[EXCERPT]
-.-.-

So, yeah, I do think China is probably at its high point in terms of concentration of the solar industry, and there’s a lot of forces that will lead it to proliferating in other places as well, which I think is a really good thing for all these places.

Luca 01:20:45

Do you see there being any failure modes? If I told you that in ten years sort of just didn’t get much cheaper and we’re just kind of stuck in a rut? Do you have any guesses as to what would have caused that?

Greg 01:20:59

Yeah, that’s a good question. No, I don’t know. I think that means that somehow interest rates stay high for, like, 20 years, and it’s just too expensive to finance, manufacturing or even purchase solar, make solar farms. I mean, I think that’s pretty unlikely. That’s about the only thing I can imagine stopping is that it’s impossible to finance these projects. But technically, it just seems like there’s more room to grow. There’s very little that would make it get more expensive. And I can see a lot of reasons why it would get less expensive. But these are the devices. There’s still all the implementation of installing solar on people’s roofs or doing a big project in the desert and then building a grid that you need to do in a developing country that doesn’t have a solid and reliable grid.

-.-.-

[GIVEN MATERIAL]
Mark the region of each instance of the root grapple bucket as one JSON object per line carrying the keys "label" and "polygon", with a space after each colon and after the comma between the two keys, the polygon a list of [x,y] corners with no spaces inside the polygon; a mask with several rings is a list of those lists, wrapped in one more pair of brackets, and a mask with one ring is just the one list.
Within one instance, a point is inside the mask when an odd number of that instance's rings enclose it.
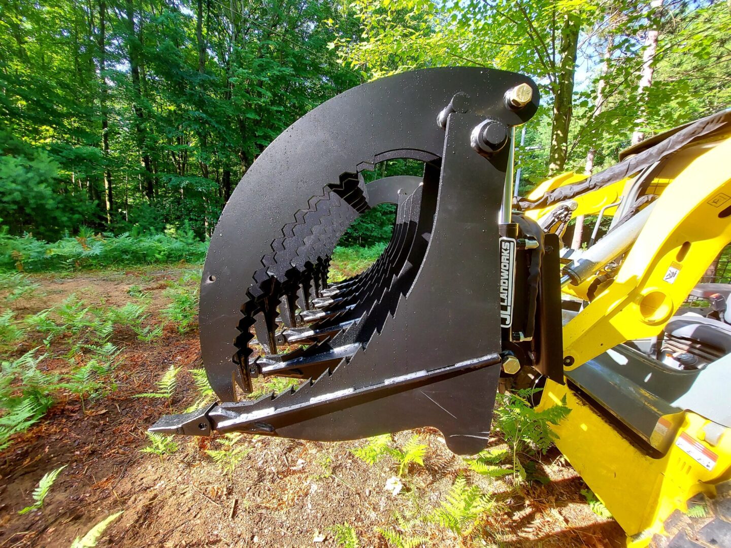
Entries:
{"label": "root grapple bucket", "polygon": [[[520,84],[532,99],[516,107],[506,94]],[[221,403],[151,430],[336,441],[432,426],[456,453],[483,449],[501,370],[510,129],[537,97],[511,72],[420,70],[352,88],[287,129],[236,187],[203,270],[201,349]],[[423,162],[423,176],[364,183],[393,159]],[[385,202],[398,208],[381,256],[328,283],[338,239]],[[302,380],[237,401],[271,376]]]}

-.-.-

[DIRECTIVE] Summarize the solar interview excerpt above in three sentences.

[ANSWER FOR THE TASK] Greg thinks China is probably at its peak concentration of the solar industry and expects forces to spread the industry to other places, which he sees as good for them. Asked what could keep solar from getting much cheaper over ten years, he says the only cause he can imagine is interest rates staying high for about 20 years, making solar too expensive to finance, and he calls that pretty unlikely. He sees more room to grow technically and many reasons for the devices to get cheaper, though installing solar and building reliable grids in developing countries still has to be done.